> _What is expected_: Rewrite all the items below, swapping each "Result" for "Output" and keeping every other part the same.

--- START OF Records for the task ---

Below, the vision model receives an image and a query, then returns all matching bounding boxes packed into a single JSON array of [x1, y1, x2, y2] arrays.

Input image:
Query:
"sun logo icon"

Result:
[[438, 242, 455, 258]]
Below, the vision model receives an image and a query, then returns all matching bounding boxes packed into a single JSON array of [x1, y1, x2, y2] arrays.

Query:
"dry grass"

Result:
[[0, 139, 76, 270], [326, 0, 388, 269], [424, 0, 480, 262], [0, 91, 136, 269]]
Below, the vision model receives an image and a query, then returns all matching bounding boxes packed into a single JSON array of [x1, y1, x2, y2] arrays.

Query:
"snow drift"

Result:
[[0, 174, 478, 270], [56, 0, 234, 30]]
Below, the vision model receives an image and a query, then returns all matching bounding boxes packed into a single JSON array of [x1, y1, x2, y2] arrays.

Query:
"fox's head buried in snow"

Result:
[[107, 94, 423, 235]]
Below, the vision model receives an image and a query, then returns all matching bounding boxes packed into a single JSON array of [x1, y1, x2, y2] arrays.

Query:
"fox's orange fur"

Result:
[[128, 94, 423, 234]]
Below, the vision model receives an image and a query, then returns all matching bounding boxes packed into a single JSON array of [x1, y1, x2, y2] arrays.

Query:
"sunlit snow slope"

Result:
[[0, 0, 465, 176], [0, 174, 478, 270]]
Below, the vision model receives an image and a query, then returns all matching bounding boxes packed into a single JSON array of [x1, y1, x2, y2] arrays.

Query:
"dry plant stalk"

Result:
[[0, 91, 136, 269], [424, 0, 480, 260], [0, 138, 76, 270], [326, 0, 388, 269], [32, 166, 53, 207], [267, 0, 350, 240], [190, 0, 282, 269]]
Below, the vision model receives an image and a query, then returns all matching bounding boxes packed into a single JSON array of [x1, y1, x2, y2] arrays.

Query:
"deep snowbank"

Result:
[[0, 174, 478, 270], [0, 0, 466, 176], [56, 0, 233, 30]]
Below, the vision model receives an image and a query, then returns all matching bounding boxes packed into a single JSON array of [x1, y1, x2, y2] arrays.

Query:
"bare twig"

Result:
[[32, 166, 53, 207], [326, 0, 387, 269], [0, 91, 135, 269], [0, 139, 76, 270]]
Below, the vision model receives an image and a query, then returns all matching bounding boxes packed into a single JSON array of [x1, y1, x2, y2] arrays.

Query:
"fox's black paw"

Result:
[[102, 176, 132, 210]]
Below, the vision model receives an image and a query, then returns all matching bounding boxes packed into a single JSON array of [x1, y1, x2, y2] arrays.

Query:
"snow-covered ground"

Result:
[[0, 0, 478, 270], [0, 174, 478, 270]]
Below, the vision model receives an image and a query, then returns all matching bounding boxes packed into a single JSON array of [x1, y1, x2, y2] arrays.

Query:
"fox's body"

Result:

--- END OF Records for the task ---

> _The result_:
Below, the vision model receives an image and a query, then returns all matching bounding boxes packed into a single JSON array of [x1, y1, x2, y2] arrays.

Input image:
Query:
"sun logo icon"

Output:
[[438, 242, 455, 258]]
Below, the vision model receives an image and a query, then returns all matching bounding boxes packed into a single JSON array of [x1, y1, x2, y2] arrays.

Query:
"dry grass"

Output:
[[0, 139, 76, 270], [326, 0, 388, 269], [424, 0, 480, 262], [0, 91, 136, 269]]
Below, the vision model receives an image and a query, then returns all matching bounding boxes packed into a single JSON array of [x1, y1, x2, y2] arrays.

Query:
"snow drift"

Output:
[[0, 174, 478, 270], [56, 0, 234, 30]]
Below, the vision model receives an image and a query, then returns all matching bounding boxes packed into a single JSON array of [x1, y1, x2, y2] arrays.

Query:
"fox's head buried in snow"

Output:
[[107, 94, 423, 235]]
Below, the vision model receives an image and a query, then returns all matching bounding boxes packed into a single JSON array of [x1, y1, x2, y2] arrays.

Query:
"fox's orange fur"

Output:
[[128, 94, 423, 234]]
Below, the vision model receives an image and a query, then returns all matching bounding boxes packed into a single JSON array of [x1, y1, x2, y2] arrays.

Query:
"sunlit snow slope"

Output:
[[0, 0, 465, 176], [0, 174, 478, 270]]
Below, the vision model receives an image and a query, then returns all matching bounding boxes packed into a single JSON array of [x1, y1, x2, y2] arrays.

Query:
"dry plant stalk"

Output:
[[0, 91, 136, 269], [424, 0, 480, 260], [0, 138, 76, 270], [326, 0, 388, 269], [32, 166, 53, 207], [267, 0, 350, 240], [190, 0, 282, 269]]
Below, the vision model receives an image and a query, then returns all matching bounding boxes packed into a single JSON array of [x1, y1, x2, y2] arrays.

Query:
"deep snowbank"

Output:
[[0, 174, 478, 270], [0, 0, 466, 176], [56, 0, 233, 30]]
Below, the vision model receives an image and a query, then returns all matching bounding boxes packed into a single JSON array of [x1, y1, x2, y2] arrays.

Query:
"bare twig"

Output:
[[32, 166, 53, 207], [326, 0, 387, 269], [0, 91, 135, 269], [0, 139, 76, 270]]
Below, the vision model receives an image and a query, then returns all matching bounding boxes packed into a single JSON array of [x1, y1, x2, y2] arrays.

Query:
"fox's black paw"

Output:
[[102, 176, 132, 210]]
Below, the vision model receives an image and a query, then returns all matching bounding boxes packed into a single JSON array of [x1, y1, x2, y2] arrays.

Query:
"snow-covered ground"

Output:
[[0, 0, 478, 270], [0, 174, 478, 270]]
Below, the vision model receives an image and a query, then returns all matching bounding boxes packed into a single JSON array of [x1, y1, x2, y2] arrays.

Query:
"fox's body"

Output:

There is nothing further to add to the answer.